§ Exercise brief: Write the records out again exactly, but without pictures.

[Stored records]
------

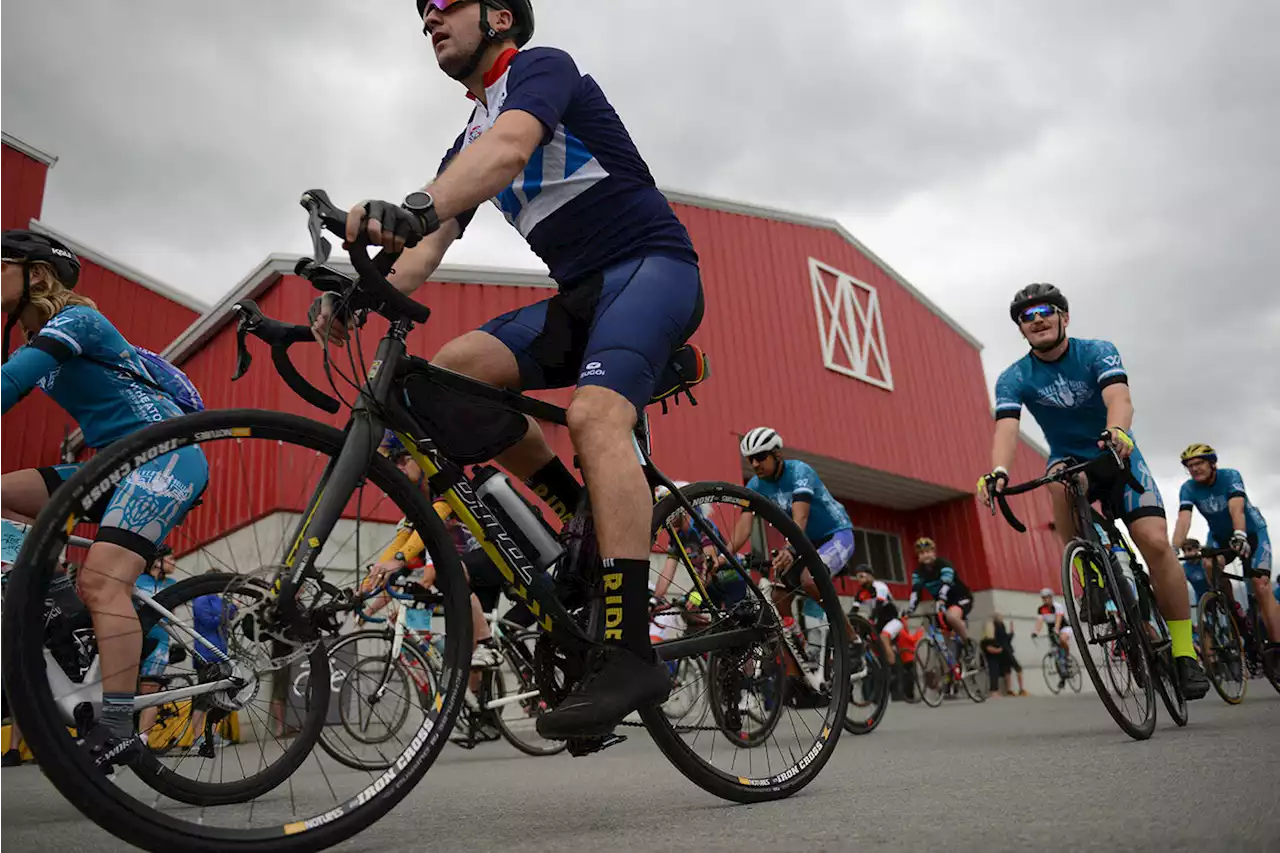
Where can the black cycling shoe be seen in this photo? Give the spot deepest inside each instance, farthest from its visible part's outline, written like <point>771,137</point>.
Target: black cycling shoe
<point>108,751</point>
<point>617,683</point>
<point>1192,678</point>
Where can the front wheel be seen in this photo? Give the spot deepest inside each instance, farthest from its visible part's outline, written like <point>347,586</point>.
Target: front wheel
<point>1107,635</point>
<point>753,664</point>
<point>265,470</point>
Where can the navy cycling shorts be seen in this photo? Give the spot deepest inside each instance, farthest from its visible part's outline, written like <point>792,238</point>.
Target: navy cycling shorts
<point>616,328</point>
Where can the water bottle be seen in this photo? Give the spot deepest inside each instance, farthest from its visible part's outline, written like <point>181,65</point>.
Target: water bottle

------

§ Task response:
Where can the black cycling shoe be seen in this photo? Give the spot deepest inside each instance, farthest from its visible part's outline, written like <point>771,137</point>.
Target: black cycling shoe
<point>108,751</point>
<point>617,683</point>
<point>1192,678</point>
Where can the front wheel be seen in this photo? Give the spot deepest inside each instance, farthest from its visible part's outline, written like <point>347,586</point>.
Target: front wheel
<point>1107,635</point>
<point>753,664</point>
<point>265,470</point>
Where can the navy cycling shorts be seen in this photo? Give the spot deepest inside each instance, farthest from its visible part's outline, written like <point>792,238</point>.
Target: navy cycling shorts
<point>616,328</point>
Where can the water bottle be seen in this photo? Give the spot deepest inside each instance, farthest from its visible part's outline, written like <point>181,65</point>.
Target: water bottle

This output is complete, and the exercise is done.